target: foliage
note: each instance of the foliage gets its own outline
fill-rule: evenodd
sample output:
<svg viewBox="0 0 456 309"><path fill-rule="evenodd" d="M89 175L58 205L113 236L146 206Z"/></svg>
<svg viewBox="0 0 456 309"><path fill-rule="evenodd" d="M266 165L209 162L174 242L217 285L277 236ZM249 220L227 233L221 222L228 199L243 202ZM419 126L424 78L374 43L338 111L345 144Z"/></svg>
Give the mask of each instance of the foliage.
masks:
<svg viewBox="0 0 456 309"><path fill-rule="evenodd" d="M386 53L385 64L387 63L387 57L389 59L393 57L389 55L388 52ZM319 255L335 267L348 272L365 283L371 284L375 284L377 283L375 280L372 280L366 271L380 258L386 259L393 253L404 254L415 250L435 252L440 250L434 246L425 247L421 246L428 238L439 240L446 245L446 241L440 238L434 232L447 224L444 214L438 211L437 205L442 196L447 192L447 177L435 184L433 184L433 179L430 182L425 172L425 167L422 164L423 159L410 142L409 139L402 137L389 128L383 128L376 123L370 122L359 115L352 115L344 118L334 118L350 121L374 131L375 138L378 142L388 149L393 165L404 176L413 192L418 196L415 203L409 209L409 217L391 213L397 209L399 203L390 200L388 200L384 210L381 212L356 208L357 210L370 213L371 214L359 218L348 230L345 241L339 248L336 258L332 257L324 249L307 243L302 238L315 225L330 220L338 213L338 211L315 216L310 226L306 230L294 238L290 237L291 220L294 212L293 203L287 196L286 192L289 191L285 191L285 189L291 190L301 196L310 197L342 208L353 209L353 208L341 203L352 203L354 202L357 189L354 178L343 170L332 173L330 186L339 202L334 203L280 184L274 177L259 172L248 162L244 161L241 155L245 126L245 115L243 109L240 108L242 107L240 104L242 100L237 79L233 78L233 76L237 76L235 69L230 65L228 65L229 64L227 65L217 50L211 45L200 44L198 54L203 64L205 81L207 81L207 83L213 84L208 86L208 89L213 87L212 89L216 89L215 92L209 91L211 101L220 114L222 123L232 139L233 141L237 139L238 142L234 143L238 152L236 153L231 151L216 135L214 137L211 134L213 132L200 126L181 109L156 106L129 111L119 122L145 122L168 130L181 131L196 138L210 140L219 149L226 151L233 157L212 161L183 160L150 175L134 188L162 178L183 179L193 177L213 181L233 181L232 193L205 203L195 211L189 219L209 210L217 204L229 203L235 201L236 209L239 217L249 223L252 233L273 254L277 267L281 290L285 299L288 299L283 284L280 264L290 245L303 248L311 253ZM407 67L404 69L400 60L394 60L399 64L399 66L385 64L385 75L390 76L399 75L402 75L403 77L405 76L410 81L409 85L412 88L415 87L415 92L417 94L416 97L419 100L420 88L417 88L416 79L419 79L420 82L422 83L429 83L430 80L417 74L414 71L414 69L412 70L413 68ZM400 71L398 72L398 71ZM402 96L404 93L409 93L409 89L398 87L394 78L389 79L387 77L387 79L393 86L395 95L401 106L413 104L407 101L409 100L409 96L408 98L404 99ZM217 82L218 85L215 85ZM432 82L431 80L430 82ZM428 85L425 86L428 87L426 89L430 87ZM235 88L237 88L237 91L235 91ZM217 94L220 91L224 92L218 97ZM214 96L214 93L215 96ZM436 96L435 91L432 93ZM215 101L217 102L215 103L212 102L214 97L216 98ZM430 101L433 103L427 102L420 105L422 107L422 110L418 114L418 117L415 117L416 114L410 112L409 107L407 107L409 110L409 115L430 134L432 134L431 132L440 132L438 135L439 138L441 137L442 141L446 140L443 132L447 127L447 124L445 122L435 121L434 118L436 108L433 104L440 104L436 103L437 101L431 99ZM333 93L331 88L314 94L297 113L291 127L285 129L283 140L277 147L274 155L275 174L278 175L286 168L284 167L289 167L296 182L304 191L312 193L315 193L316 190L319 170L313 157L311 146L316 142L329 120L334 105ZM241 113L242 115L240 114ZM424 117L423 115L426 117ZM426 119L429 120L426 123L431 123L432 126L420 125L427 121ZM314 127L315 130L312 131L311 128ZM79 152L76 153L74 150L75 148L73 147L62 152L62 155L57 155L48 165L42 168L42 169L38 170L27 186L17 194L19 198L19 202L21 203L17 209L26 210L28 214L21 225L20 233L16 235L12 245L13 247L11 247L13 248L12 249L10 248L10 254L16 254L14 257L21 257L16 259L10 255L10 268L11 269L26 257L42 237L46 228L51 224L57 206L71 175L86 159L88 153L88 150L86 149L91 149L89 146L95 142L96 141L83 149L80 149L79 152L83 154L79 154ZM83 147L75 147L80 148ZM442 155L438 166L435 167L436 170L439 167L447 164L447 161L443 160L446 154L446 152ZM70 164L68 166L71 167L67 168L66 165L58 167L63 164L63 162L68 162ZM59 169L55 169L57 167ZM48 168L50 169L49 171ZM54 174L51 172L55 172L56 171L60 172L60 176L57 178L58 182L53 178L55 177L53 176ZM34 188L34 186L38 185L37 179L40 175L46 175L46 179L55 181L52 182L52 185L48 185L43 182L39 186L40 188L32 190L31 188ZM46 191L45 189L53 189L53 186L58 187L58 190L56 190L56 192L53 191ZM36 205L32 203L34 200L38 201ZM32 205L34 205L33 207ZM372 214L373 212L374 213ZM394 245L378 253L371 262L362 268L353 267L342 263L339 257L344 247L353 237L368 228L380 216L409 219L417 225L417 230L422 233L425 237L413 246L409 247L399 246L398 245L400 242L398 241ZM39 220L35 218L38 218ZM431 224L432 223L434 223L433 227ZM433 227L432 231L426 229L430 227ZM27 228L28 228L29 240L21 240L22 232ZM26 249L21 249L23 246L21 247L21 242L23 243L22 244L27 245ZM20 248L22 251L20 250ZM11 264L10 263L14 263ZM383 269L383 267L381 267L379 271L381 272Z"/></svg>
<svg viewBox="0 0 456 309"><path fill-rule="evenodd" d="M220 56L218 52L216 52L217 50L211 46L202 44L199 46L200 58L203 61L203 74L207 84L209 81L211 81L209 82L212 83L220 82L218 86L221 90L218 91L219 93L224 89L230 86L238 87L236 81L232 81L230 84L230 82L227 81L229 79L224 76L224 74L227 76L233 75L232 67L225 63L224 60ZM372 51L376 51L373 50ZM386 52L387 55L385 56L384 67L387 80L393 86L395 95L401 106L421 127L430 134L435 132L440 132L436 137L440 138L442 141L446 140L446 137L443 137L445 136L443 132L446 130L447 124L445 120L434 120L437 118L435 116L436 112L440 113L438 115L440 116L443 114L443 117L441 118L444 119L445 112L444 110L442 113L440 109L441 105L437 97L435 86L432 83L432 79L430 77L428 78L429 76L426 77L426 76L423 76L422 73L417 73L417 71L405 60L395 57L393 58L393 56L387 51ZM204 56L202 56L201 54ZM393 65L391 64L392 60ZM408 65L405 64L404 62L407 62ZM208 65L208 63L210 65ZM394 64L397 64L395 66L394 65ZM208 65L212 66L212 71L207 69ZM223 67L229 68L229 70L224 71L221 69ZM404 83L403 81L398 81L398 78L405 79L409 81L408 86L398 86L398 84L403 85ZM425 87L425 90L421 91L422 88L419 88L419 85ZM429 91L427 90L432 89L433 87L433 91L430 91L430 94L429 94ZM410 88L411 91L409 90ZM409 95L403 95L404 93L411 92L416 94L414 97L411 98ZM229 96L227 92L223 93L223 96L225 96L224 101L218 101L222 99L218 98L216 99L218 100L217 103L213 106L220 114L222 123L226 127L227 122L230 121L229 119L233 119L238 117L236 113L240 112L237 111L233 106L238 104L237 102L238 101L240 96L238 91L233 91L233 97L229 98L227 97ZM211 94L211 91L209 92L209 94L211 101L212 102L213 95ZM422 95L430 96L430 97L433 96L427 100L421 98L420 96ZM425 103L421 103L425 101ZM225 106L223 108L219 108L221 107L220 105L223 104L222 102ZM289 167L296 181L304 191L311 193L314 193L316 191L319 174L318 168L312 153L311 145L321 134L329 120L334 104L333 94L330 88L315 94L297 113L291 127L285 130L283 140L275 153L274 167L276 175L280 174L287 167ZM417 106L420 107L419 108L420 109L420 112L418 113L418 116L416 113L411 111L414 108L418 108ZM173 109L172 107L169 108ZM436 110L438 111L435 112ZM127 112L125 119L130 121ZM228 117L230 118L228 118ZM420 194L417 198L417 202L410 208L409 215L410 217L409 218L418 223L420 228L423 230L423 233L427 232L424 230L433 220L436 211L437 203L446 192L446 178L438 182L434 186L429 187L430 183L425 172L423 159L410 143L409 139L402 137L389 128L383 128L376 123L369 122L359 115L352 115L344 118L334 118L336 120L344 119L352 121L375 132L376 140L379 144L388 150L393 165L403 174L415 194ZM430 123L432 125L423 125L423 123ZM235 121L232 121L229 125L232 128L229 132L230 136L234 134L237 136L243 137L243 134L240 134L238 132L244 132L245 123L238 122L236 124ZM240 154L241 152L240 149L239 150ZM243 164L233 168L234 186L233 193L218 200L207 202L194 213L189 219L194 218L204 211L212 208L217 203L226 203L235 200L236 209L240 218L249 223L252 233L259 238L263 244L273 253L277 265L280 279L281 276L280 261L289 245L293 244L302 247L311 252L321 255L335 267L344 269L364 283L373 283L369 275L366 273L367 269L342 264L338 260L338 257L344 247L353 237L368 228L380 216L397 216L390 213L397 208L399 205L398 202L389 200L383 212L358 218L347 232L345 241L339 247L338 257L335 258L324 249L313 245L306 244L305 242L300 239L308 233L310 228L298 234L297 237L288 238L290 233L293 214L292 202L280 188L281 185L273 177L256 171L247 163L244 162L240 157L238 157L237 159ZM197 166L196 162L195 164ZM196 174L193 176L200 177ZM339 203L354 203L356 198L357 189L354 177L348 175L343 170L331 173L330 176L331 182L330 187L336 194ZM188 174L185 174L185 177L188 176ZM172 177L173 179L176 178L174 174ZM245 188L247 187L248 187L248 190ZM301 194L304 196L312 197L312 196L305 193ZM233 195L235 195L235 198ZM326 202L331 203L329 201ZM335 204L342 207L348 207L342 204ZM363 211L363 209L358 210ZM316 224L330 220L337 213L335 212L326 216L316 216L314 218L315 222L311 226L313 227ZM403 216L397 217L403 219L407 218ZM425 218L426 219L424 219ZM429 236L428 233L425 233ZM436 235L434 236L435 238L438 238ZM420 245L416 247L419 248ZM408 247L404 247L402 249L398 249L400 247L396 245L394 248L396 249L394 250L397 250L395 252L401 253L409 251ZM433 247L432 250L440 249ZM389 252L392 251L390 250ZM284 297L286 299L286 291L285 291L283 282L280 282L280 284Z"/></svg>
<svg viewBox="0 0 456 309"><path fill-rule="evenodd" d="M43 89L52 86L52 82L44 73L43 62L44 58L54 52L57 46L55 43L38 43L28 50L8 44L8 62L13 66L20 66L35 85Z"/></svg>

▶ **WHAT YOU HAVE TO DO**: Copy the data from its first line through the line that contains "175L58 205L113 236L146", renaming "outline" to "contour" and keeping everything else as it is.

▶ **THE SOLUTION**:
target: foliage
note: each instance of the foliage gets its own contour
fill-rule: evenodd
sample output:
<svg viewBox="0 0 456 309"><path fill-rule="evenodd" d="M89 175L58 205L113 236L146 206Z"/></svg>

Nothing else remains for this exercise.